The data:
---

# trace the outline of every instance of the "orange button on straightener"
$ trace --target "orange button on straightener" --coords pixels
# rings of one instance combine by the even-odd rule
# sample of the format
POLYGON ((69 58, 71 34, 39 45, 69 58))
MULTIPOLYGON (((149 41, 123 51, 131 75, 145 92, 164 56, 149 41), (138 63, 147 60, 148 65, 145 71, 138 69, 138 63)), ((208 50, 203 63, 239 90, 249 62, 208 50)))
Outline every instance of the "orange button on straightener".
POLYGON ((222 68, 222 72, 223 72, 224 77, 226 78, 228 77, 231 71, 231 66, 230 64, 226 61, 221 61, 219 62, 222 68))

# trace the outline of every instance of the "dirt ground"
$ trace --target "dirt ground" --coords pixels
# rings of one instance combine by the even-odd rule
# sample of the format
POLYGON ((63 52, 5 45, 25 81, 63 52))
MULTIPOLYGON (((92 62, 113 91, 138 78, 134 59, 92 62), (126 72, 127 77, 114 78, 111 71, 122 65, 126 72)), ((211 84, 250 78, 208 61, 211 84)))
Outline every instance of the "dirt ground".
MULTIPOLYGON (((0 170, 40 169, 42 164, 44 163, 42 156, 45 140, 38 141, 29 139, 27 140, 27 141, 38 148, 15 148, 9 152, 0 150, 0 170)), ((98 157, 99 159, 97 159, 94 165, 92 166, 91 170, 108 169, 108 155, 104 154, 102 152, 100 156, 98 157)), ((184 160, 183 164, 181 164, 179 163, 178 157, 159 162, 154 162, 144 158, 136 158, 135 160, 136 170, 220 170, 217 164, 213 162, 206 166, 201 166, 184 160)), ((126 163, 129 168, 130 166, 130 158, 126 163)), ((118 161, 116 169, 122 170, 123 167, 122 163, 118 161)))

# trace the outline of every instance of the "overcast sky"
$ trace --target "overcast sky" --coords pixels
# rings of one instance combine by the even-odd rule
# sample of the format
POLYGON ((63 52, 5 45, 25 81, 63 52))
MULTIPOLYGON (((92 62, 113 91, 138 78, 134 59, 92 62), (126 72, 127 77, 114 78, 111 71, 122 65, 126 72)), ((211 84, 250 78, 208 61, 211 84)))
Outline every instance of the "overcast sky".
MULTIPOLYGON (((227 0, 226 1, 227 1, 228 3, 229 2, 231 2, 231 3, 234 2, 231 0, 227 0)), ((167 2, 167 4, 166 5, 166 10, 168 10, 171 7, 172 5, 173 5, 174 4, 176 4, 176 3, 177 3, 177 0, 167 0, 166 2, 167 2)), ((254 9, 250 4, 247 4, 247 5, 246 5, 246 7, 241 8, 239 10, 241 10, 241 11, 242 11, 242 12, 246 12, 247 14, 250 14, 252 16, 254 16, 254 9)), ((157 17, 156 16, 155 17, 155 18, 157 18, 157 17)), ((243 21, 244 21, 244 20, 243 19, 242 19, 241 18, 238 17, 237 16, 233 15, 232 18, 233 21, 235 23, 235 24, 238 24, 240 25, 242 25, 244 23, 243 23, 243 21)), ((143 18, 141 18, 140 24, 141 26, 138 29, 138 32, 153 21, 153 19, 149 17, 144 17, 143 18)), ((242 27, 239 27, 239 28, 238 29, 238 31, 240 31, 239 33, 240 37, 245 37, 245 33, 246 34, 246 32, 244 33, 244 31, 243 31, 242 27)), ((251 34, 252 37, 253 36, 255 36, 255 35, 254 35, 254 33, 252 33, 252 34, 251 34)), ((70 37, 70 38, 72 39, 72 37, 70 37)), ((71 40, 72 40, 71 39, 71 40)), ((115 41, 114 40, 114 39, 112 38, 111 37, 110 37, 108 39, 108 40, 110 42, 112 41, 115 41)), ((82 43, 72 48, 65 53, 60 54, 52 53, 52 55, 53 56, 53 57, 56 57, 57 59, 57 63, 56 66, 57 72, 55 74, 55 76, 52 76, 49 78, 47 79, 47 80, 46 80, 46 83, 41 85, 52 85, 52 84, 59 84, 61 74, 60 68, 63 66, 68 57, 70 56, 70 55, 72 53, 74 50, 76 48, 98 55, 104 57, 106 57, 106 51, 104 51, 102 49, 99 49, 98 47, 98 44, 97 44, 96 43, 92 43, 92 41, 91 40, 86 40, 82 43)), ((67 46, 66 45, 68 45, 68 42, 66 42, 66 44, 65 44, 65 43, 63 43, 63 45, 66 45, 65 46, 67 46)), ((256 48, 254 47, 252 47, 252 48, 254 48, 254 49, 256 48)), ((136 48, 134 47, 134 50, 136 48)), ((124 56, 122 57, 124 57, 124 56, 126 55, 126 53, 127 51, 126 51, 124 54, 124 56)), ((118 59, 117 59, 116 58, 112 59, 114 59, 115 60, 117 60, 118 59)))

---

Stated task: Retype the whole listing above exactly.

Final result:
# trace the outline of every instance of the "orange button on straightener"
$ trace --target "orange button on straightener" --coords pixels
# rings of one instance combine by the even-odd rule
# sample of the format
POLYGON ((69 58, 71 34, 39 45, 69 58))
MULTIPOLYGON (((149 41, 123 51, 131 75, 145 92, 164 56, 149 41), (138 63, 147 60, 148 65, 145 71, 138 69, 138 63)), ((208 50, 203 63, 239 90, 249 62, 208 50)))
Outline every instance of the "orange button on straightener".
POLYGON ((222 68, 222 72, 223 72, 224 77, 226 78, 228 77, 231 71, 231 66, 230 64, 226 61, 221 61, 219 62, 222 68))

# trace the outline of every instance of the "dirt ground"
$ trace --target "dirt ground" --coords pixels
# rings of one instance combine by the even-odd rule
# sample of the format
POLYGON ((63 52, 5 45, 25 81, 63 52))
MULTIPOLYGON (((92 62, 113 91, 138 78, 134 59, 92 62), (126 72, 127 77, 114 78, 111 71, 122 65, 126 72)), ((211 84, 250 78, 208 61, 211 84)))
Outline every instance of the "dirt ground".
MULTIPOLYGON (((0 170, 40 169, 42 164, 44 163, 42 156, 45 140, 38 141, 29 139, 27 140, 27 141, 38 148, 15 148, 9 152, 0 150, 0 170)), ((98 157, 99 159, 97 159, 94 165, 92 166, 91 170, 108 169, 108 155, 104 154, 102 152, 100 156, 98 157)), ((184 160, 183 164, 181 164, 179 163, 178 157, 159 162, 154 162, 144 158, 136 158, 135 160, 136 170, 220 170, 217 164, 213 162, 206 166, 201 166, 184 160)), ((126 163, 129 168, 130 166, 130 158, 126 163)), ((118 161, 116 169, 122 170, 123 167, 122 163, 118 161)))

# trace the outline of every instance of the "overcast sky"
$ trace --target "overcast sky" --coords pixels
# rings of one instance combine by the even-odd rule
# sample of the format
POLYGON ((63 52, 5 45, 25 81, 63 52))
MULTIPOLYGON (((92 62, 113 91, 138 78, 134 59, 92 62), (126 72, 127 77, 114 78, 111 71, 122 65, 126 72)), ((211 84, 250 78, 208 61, 211 84)))
Outline every instance of the "overcast sky".
MULTIPOLYGON (((227 0, 226 1, 227 1, 228 3, 229 2, 231 2, 231 3, 234 2, 231 0, 227 0)), ((167 2, 167 4, 166 5, 166 10, 168 10, 171 7, 172 5, 173 5, 174 4, 176 4, 176 3, 177 3, 177 0, 167 0, 166 2, 167 2)), ((254 9, 250 4, 247 4, 247 5, 246 5, 246 7, 241 8, 239 10, 241 10, 241 11, 242 11, 242 12, 246 12, 247 14, 250 14, 252 16, 254 16, 254 9)), ((157 17, 156 16, 155 17, 155 18, 157 18, 157 17)), ((243 21, 244 21, 244 20, 243 19, 242 19, 241 18, 238 17, 237 16, 233 15, 232 18, 233 21, 235 23, 235 24, 238 24, 240 25, 242 25, 244 23, 243 23, 243 21)), ((143 18, 141 18, 140 24, 141 26, 138 29, 138 32, 153 21, 153 19, 149 17, 144 17, 143 18)), ((242 27, 239 27, 239 28, 238 29, 238 31, 240 31, 239 33, 240 37, 245 37, 245 33, 246 34, 246 32, 244 33, 244 31, 243 31, 242 27)), ((251 34, 252 37, 253 36, 255 36, 255 35, 254 35, 254 33, 252 33, 252 34, 251 34)), ((70 37, 70 38, 72 39, 72 37, 70 37)), ((71 40, 72 40, 71 39, 71 40)), ((115 41, 114 40, 114 39, 112 38, 111 37, 110 37, 108 39, 108 40, 110 42, 112 41, 115 41)), ((82 43, 72 48, 65 53, 60 54, 52 53, 52 55, 53 56, 53 57, 56 57, 57 59, 57 63, 56 66, 57 72, 55 74, 55 76, 52 76, 49 78, 47 79, 47 80, 46 80, 46 83, 41 85, 52 85, 52 84, 59 84, 61 74, 60 68, 63 66, 68 57, 70 56, 70 55, 72 53, 74 50, 76 48, 98 55, 104 57, 106 57, 106 51, 104 51, 102 49, 99 49, 98 47, 98 44, 97 44, 96 43, 92 43, 92 41, 91 40, 86 40, 82 43)), ((67 46, 66 45, 68 45, 68 42, 66 42, 66 44, 65 44, 65 43, 63 43, 63 45, 66 45, 65 46, 67 46)), ((256 48, 254 47, 252 47, 252 48, 254 48, 254 49, 256 48)), ((136 48, 134 47, 134 50, 136 48)), ((124 56, 122 57, 124 57, 124 56, 126 55, 126 53, 127 51, 126 51, 124 54, 124 56)), ((118 59, 117 59, 116 58, 112 59, 114 59, 115 60, 117 60, 118 59)))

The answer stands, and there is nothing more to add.